**What the exercise asks**
Copy the following material word for word, and leave the pictures out of your answer.

-*-

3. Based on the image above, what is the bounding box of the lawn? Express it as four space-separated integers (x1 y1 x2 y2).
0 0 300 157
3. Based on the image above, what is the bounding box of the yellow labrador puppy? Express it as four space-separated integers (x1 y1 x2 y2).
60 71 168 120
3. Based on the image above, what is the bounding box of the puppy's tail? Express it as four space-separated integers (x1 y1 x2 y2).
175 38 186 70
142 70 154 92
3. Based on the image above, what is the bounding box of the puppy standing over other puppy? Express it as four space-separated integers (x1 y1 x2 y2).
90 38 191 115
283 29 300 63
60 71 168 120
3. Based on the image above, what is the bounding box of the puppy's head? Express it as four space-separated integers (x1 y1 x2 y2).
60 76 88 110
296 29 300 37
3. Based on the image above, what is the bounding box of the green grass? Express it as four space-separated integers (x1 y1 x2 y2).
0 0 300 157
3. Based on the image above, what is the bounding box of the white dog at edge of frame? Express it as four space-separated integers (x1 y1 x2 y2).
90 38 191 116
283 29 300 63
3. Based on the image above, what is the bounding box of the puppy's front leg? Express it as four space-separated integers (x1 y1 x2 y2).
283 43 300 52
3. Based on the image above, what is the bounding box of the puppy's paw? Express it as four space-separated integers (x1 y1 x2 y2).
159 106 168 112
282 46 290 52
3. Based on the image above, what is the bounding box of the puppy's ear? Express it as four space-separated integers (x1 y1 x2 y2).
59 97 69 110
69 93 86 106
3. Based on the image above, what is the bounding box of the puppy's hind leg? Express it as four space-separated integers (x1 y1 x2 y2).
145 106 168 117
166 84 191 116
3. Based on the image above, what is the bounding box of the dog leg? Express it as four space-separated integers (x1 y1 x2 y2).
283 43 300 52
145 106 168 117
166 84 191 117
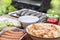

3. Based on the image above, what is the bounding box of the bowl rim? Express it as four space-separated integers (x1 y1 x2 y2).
25 23 60 39
18 15 39 23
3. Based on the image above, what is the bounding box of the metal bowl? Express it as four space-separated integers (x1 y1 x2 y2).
26 23 60 40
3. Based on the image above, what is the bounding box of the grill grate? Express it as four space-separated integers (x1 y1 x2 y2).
9 9 46 22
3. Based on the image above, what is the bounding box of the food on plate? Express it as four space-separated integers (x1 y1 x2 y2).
51 0 60 9
46 18 59 24
26 23 60 38
0 29 25 40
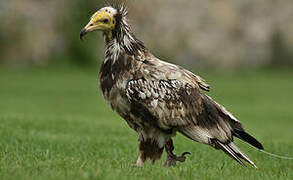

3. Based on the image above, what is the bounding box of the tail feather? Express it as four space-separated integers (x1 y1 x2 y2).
233 129 264 150
216 140 257 168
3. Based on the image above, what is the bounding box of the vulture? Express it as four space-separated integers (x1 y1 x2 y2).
80 3 263 167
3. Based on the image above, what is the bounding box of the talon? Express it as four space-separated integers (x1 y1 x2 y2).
164 140 191 167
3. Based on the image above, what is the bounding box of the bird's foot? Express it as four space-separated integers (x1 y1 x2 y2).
164 139 190 167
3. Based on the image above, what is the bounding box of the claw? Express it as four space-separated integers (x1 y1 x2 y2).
164 139 191 167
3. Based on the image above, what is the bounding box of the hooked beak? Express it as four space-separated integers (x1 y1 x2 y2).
79 28 88 40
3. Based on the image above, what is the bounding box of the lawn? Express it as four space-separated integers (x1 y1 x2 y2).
0 68 293 180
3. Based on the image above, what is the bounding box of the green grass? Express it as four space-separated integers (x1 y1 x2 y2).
0 68 293 180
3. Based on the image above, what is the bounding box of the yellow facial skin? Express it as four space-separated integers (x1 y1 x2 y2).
80 11 115 39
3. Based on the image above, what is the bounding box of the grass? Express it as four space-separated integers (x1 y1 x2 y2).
0 68 293 180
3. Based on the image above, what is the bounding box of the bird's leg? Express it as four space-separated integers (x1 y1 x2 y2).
164 139 190 167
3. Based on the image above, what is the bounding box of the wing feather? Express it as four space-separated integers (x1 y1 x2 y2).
126 78 232 144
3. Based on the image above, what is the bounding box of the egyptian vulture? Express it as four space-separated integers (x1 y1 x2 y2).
80 4 263 167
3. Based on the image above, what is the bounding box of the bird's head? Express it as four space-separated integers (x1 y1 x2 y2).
80 6 126 39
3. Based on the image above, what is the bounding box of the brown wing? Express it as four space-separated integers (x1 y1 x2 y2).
126 77 237 144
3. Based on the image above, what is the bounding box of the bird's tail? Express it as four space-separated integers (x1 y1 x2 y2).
214 140 257 168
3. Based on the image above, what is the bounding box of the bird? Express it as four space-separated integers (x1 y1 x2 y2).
80 3 264 167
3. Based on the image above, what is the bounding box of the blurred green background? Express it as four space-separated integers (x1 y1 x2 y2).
0 0 293 180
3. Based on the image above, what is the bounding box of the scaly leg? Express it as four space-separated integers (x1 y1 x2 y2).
164 139 190 167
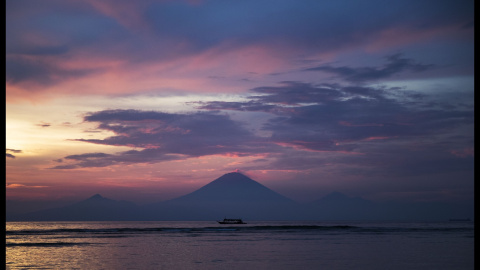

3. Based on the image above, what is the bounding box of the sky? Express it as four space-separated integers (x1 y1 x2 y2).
5 0 474 204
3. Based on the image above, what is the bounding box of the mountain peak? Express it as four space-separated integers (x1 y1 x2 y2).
88 193 105 200
174 172 290 204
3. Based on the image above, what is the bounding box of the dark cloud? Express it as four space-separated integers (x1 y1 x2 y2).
192 82 474 175
54 110 274 169
6 0 473 85
305 54 433 82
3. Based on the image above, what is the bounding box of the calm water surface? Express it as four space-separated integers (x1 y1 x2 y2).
6 221 474 270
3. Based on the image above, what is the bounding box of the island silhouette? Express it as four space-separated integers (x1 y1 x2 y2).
7 172 473 221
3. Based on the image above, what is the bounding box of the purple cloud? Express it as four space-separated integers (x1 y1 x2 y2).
304 54 433 83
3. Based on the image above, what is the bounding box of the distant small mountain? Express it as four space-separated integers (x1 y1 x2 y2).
16 194 139 221
6 173 473 221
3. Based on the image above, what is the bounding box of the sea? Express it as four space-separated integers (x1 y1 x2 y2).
5 220 474 270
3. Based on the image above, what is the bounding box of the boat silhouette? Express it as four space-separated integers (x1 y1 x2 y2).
217 218 247 224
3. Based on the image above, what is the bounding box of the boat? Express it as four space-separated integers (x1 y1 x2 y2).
217 218 247 224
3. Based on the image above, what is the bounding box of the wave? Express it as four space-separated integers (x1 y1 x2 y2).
5 242 91 247
5 225 473 235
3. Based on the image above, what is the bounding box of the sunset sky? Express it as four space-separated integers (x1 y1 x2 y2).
6 0 474 204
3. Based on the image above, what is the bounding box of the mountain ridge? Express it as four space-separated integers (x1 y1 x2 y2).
6 172 473 221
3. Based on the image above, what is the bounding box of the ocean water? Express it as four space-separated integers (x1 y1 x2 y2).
6 221 474 270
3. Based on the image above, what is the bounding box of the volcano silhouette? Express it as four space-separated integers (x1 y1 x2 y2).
149 172 296 220
171 172 293 204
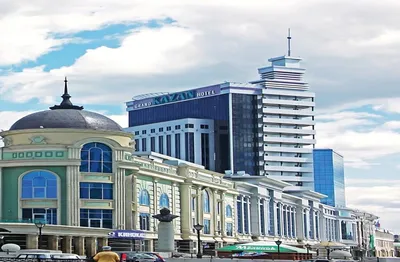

-*-

**Response to the task**
3. Based on the image above, what is the bounding box of the lawn? Express it as four space-separated integers (x1 y1 x2 y2).
0 0 300 157
3. Based on the image above, what is the bounding box of the yellow labrador puppy? Express it as four space-separated integers (x1 y1 x2 y2).
60 71 168 120
3. Based on the image above, what is the bounding box of the puppy's tail? Express it as four space-separated integers (x1 y1 x2 y2).
175 38 186 70
142 70 154 92
3. Based on the image above, what is the bounding box of the puppy standing over other puppy? Express it as four space-separated integers (x1 y1 x2 y2).
90 38 191 115
283 29 300 63
60 71 168 120
3. Based on the image above, what is the bounding box of the puppy's head? Express it as four space-separated integers (x1 y1 x2 y2).
60 76 88 110
296 29 300 37
3. Based on the image above, what is the bounding box of the green grass? Express it as four space-separated integers (x1 y1 x2 y2).
0 0 300 157
3. Based on the image above, what is the bounding box of the white dog at edge of frame? Express it as four space-separated integers (x1 y1 x2 y2).
90 38 191 116
283 29 300 63
3. Based on the image above, what is the bounding box of the puppy's front leg? Express it as four space-separated integers (x1 y1 x2 y2).
283 43 300 52
3. Based on the image above, what is the bounding box of the puppy's paw? Express it as four space-separated integers (x1 y1 x2 y2).
159 106 168 112
282 46 290 52
3. Based on the image above, what is the bounding box of the puppy's ear? Express it as four space-separated integers (x1 y1 x2 y2).
59 97 69 110
69 93 86 106
3. Based on the image above, what is the bounding box of the puppy's hind leg? Express it as four space-separated integers (x1 y1 x2 y2).
145 106 168 117
166 84 191 116
3. Based on the image above, what is the bounding box of the dog leg? Express it as four space-separated integers (x1 y1 x2 y2).
283 43 300 52
145 106 168 117
166 84 191 117

3. Based on the image above, what is the bounding box of the bowl rim? Express it as four space-separated integers (x1 y1 x2 y2).
25 23 60 39
18 15 39 23
3. Based on the image above, what is the bounding box of the metal bowl? Express it as four space-separated integers (x1 y1 x2 y2).
26 23 60 40
3. Based on the image above, what is the bounding box of the grill grate? Express it as four space-separated integers (x1 y1 x2 y2).
9 9 46 22
3. Based on the image above, what is the bounding box of the food on plate? Express it as four space-separated integers (x1 y1 x2 y2).
51 0 60 9
46 18 59 24
26 23 60 38
0 29 25 40

3. Based on the image above, what is the bounding box of the tail feather? Express it as four space-separated integers (x1 y1 x2 y2).
233 129 264 150
216 140 257 168
3. Based on the image above, what is the bounding box of the vulture? Express it as four space-separated integers (x1 y1 x2 y2).
80 3 263 167
3. Based on the image above, what is the bounding box of the talon? Express it as four space-separated integers (x1 y1 x2 y2).
164 140 191 167
3. Based on the image above, what is the bounding box of the bird's foot? Express it as four space-separated integers (x1 y1 x2 y2).
164 139 190 167
3. Based on the image above, what is the bounding box of the claw? Express it as four space-separated integers (x1 y1 x2 y2).
164 139 191 167
3. Based on the image above, what is the bounding box of the hooked beak? Express it as four space-separated integers (x1 y1 x2 y2).
79 28 88 40
3. Based on the image above, what is the bounding box of the lawn? Express it as four space-separated integers (x1 y1 x2 y2).
0 68 293 180
3. Based on the image above, what is the bounding box of the green grass? Express it as four space-separated integers (x1 y1 x2 y2).
0 68 293 180
3. Based on the image above, what is the bounding box of the yellow facial skin? Express it as four space-separated integers (x1 y1 x2 y2).
80 11 115 39
3. Based on the image above, what is the bounding box of the grass? Express it as four space-separated integers (x1 y1 x2 y2).
0 68 293 180
3. Based on the image above, what is the bounding box of the bird's leg? Express it as four space-separated integers (x1 y1 x2 y2).
164 139 190 167
3. Based on the image above, what is the bounding box of the wing feather? Express it as four space-separated integers (x1 y1 x2 y2).
126 78 232 144
3. Based on the image above, what is the bounding box of the egyptian vulture? Express it as four space-separated integers (x1 y1 x2 y2).
80 4 263 167
3. Based on the image above, what is the bounding box of the bird's head? Express it as four space-separated integers (x1 y1 x2 y2).
80 6 126 39
3. Based on the image above, what is the bounding box of the brown wing? Express it as four space-separated integers (x1 y1 x2 y2).
126 77 237 144
3. Based on the image above, what is the bounding box of the bird's tail? Express it as four space-separated integers (x1 y1 x2 y2).
214 140 257 168
3. Based on the image above, what is the bounding box of the bird? Express it as four space-separated integers (x1 y1 x2 y2).
80 3 264 167
3. Based on the image above, what is the bounding box of the blurred green background? Express it as four space-separated integers (x1 y1 x2 y2).
0 0 293 180
3. Based on the image above, what is the bounding box of the scaly leg? Express it as four space-separated integers (x1 y1 x2 y2).
164 139 190 167

3. Based on the image above, what is the bounding box of the sky? Express it as four space-separated integers (x1 y1 x2 y2).
5 0 474 204
3. Based on the image above, what is the bounding box of the mountain peak? Express it as four space-separated integers (x1 y1 x2 y2).
88 193 105 200
174 172 290 204
3. Based on the image above, what is the bounding box of the dark cloud? Express it as four space-separated integers (x1 y1 x2 y2).
192 82 474 175
54 110 274 169
6 0 473 85
305 54 433 82
3. Based on the image above, what is the bounding box of the calm water surface? Express it as four space-separated integers (x1 y1 x2 y2).
6 221 474 270
3. Based on the image above, what is the bounding box of the island silhouette? Express it as four space-separated integers (x1 y1 x2 y2).
7 172 473 221
3. Based on the image above, what is the bounding box of the purple cloud? Express it as four space-separated integers (x1 y1 x2 y2).
304 54 433 83
3. Based on the image above, what is the bounding box of the distant small mountain? Express it as four space-separated integers (x1 y1 x2 y2).
16 194 139 221
6 173 473 221
3. Based on the image above, what is the bounding box of the sea? Express it as four space-separated integers (x1 y1 x2 y2).
5 220 474 270
3. Based on the image above, what is the bounding box of the boat silhouette? Express it as four space-separated integers (x1 y1 x2 y2).
217 218 247 224
3. Based on the image above, what is the bounding box of the boat? Express it as four space-separated integers (x1 y1 x2 y2).
217 218 247 224
3. Based on the image above, what is the bounding box of the wave? Express it as four space-separated integers (x1 y1 x2 y2).
5 242 91 247
5 225 473 235
3. Based on the image above, what is the bounding box of the sunset sky? Express it as four space-separated integers (x1 y1 x2 y2).
6 0 474 204
3. Based on the image above, what is the bounding box of the mountain ridge? Express it as four space-separated integers (x1 y1 x2 y2).
6 172 473 221
3. Based on the image above, what is the bounding box of the ocean water? Express it as four space-separated integers (x1 y1 x2 y2).
6 221 474 270
3. Based on the image above, what is the bounding box of the volcano silhouette? Express it as four space-separated integers (x1 y1 x2 y2).
149 172 296 220
171 172 293 204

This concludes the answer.